● PROVIDED INFORMATION:
-.-.-

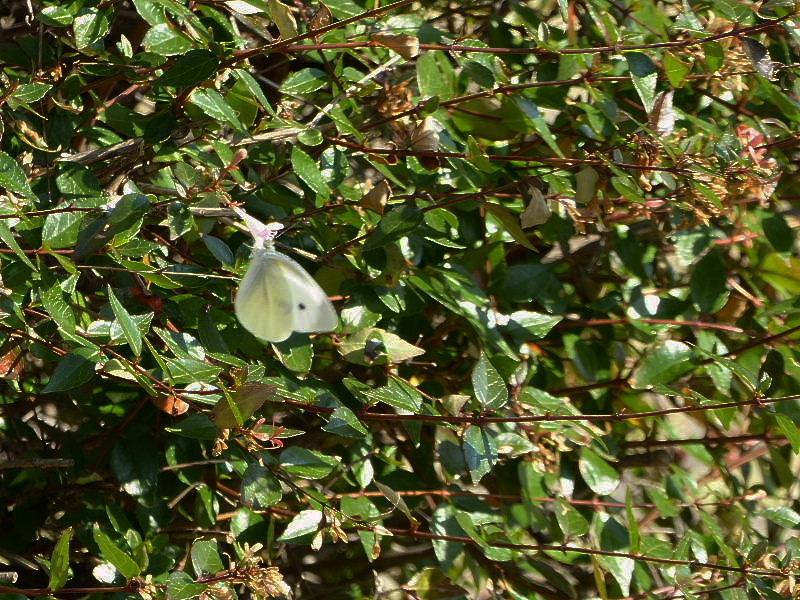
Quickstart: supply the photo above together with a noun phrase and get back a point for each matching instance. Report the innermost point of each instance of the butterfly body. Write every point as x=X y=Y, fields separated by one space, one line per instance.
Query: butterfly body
x=277 y=296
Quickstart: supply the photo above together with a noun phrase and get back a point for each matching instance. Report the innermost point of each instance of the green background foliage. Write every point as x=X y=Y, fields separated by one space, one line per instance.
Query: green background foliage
x=561 y=237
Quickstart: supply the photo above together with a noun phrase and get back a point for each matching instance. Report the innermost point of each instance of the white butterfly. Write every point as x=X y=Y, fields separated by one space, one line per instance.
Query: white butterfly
x=277 y=296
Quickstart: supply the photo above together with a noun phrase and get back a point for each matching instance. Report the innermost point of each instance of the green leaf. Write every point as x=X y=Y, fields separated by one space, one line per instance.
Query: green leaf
x=398 y=394
x=614 y=538
x=234 y=409
x=570 y=521
x=789 y=429
x=55 y=16
x=307 y=523
x=530 y=325
x=164 y=40
x=783 y=516
x=490 y=389
x=192 y=68
x=645 y=77
x=344 y=422
x=214 y=104
x=59 y=561
x=601 y=477
x=8 y=239
x=129 y=328
x=13 y=178
x=372 y=346
x=480 y=453
x=260 y=489
x=709 y=283
x=72 y=371
x=197 y=426
x=181 y=587
x=305 y=81
x=282 y=16
x=778 y=231
x=205 y=558
x=435 y=76
x=662 y=365
x=27 y=93
x=511 y=223
x=307 y=169
x=394 y=226
x=121 y=560
x=90 y=26
x=676 y=69
x=307 y=463
x=781 y=273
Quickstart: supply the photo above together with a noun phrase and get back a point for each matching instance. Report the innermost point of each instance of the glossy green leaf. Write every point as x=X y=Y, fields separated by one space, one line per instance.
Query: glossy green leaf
x=480 y=453
x=129 y=328
x=182 y=587
x=645 y=76
x=490 y=389
x=59 y=561
x=206 y=559
x=308 y=464
x=114 y=554
x=662 y=365
x=260 y=488
x=344 y=422
x=600 y=476
x=190 y=69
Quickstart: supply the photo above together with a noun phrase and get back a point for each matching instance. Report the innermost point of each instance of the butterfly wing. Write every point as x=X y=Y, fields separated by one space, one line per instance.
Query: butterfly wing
x=264 y=305
x=277 y=296
x=311 y=309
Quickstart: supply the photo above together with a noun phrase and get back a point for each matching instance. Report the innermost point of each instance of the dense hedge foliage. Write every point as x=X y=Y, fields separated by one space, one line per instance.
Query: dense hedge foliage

-.-.-

● WHAT NEEDS TO BE DONE: What lines of the data contain the string "together"? List them.

● YOUR SOLUTION:
Quickstart: supply the photo above together with a noun phrase and get back a point for each matching instance. Report the innermost point of each instance of the butterfly body. Write every point as x=X y=Y, fields separated by one space, one line per instance.
Quickstart: supply the photo above together with a noun phrase and get back a point for each matching instance. Report the innermost point of each instance of the green background foliage. Write every point as x=X y=Y, fields separated by one space, one line per instance.
Quickstart: supply the photo above together with a noun phrase and get back a point for each matching instance. Report the innermost point of each instance of the white butterfly. Write every point as x=X y=Y, fields separated by one space, one line per instance.
Quickstart: supply the photo above together with a noun phrase and get back a point for each matching instance. Report the innermost point of each instance of the green leaf. Write every point as x=X y=Y, fields separated by one space, one line per instance.
Quickstart: supply the photo above together with a noun phrase and get back a point for each matching instance. Report the innermost point of each instance of the glossy green leaf. Write every point as x=X y=Y, fields separated by one space, one line per instance.
Quickstart: supply the photo above together with a noun phrase and get back a point for each matching instance. Report the innermost point of each instance of the butterfly wing. Write every point as x=X y=Y, fields separated by one space, one line per instance.
Quickstart: supply the photo above together with a noun phrase and get back a point for each matching instance. Report the innermost point of each instance of the dense hedge foliage. Write every point as x=X y=Y, fields separated by one space, one line per instance.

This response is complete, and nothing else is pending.